REQUIREMENT
Check every line of the entries for the string "block" and return the ones that contain it.

Collected data

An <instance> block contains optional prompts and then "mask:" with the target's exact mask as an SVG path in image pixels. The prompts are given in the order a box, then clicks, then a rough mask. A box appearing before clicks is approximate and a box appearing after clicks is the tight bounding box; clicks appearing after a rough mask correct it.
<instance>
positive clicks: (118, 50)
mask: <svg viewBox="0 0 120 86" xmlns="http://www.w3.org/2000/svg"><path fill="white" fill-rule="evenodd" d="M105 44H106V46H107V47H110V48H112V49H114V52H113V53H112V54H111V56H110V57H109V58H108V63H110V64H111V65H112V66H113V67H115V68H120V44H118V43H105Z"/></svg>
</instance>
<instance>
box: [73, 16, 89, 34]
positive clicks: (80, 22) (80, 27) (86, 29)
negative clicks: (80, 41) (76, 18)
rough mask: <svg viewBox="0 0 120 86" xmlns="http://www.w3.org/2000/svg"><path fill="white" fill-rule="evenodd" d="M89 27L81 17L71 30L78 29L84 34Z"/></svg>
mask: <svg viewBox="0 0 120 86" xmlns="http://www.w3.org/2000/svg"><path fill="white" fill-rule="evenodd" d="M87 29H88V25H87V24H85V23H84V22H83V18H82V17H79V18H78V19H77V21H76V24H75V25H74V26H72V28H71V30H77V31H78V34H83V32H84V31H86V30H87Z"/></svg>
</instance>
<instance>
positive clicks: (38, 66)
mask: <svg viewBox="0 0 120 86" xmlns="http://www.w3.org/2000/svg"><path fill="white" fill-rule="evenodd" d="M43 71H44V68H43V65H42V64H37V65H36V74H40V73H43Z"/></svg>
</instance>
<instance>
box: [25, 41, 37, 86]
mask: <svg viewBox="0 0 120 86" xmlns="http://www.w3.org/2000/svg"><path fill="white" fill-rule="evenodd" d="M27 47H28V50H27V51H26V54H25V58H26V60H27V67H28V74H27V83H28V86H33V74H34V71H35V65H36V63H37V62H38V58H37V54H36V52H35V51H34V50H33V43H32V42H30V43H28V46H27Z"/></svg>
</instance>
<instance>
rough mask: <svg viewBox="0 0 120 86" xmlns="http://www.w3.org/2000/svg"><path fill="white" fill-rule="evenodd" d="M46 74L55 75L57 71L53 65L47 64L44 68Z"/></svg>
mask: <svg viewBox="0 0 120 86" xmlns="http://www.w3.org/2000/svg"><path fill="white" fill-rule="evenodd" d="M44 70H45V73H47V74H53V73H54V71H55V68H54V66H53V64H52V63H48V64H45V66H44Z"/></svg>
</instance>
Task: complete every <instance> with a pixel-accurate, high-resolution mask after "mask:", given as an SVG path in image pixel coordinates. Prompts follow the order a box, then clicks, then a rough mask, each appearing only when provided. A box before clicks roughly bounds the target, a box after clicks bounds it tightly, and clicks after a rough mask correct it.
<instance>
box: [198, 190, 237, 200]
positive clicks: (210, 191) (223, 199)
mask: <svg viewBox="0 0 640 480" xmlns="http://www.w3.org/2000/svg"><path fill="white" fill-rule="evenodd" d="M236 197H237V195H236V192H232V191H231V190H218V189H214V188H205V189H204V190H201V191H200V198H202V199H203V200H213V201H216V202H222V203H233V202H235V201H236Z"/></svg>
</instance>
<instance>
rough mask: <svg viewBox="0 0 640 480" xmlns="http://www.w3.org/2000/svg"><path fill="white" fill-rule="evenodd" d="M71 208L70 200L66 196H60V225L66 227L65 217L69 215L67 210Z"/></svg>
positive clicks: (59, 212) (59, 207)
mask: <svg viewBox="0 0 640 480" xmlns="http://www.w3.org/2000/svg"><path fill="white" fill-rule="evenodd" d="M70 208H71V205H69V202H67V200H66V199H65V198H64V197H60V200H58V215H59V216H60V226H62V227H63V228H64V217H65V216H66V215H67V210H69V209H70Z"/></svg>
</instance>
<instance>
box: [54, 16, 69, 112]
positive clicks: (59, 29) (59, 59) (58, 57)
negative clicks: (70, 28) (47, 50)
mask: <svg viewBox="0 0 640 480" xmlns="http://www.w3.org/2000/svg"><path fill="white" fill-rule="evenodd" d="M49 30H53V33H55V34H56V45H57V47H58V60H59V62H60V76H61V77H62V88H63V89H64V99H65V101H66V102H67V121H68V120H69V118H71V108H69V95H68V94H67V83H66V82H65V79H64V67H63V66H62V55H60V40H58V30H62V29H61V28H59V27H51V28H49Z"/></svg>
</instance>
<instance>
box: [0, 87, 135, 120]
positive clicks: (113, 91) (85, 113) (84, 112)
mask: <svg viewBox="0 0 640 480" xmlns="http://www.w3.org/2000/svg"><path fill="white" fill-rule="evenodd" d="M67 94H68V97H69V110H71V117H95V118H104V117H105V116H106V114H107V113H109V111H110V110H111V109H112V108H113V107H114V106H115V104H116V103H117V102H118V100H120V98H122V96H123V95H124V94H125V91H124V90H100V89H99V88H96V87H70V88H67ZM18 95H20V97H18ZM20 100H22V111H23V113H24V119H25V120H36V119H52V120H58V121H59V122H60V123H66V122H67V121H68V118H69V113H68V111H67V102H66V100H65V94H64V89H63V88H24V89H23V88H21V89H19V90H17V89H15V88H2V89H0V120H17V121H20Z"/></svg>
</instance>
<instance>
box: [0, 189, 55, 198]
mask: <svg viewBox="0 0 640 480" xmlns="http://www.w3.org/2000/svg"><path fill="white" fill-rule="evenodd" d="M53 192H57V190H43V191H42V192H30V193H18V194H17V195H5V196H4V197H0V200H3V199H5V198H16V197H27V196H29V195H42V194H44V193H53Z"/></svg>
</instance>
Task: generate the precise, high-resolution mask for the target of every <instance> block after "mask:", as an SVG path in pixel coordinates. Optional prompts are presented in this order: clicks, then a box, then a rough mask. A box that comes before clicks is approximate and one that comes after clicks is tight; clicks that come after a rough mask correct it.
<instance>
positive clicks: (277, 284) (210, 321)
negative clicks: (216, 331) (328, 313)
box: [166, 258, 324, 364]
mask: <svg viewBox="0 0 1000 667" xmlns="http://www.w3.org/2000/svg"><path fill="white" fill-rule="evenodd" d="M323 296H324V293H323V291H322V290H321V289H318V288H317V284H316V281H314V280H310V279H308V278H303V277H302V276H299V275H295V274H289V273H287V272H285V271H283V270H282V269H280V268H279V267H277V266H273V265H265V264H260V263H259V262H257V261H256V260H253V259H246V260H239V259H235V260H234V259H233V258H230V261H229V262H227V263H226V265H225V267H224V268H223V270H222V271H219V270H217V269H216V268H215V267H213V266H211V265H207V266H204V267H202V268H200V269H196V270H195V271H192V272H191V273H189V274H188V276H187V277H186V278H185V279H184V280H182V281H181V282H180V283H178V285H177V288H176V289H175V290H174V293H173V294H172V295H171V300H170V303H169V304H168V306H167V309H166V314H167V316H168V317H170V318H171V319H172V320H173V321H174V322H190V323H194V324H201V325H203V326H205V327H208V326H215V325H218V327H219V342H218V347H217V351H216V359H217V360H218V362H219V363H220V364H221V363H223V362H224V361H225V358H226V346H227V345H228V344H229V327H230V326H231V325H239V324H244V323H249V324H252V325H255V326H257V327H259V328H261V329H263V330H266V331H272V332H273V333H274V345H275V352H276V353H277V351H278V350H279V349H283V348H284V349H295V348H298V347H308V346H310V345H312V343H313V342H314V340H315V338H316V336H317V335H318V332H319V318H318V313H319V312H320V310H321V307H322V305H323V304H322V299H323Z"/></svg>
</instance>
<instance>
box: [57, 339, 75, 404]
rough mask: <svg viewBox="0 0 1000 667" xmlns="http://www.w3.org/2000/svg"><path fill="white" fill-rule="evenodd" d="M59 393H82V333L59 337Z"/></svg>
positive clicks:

SOLUTION TO THIS TASK
An <instance> block contains optional prompts and then "mask:" with the target's exact mask as an SVG path in image pixels. The prompts are given in the order a box, then clicks, then a rough mask. A box appearing before clicks is approximate and a box appearing after clicks is the tight bounding box; clicks appearing after a rough mask correct it.
Task: generate the precise, high-resolution mask for the target of every <instance> block after "mask:", as an SVG path in pixel coordinates. Optional prompts are presented in this order: clicks, then a box, then a rough mask. A box that comes before clicks is approximate and one that comes after clicks is tight; clicks that come after a rough mask correct it.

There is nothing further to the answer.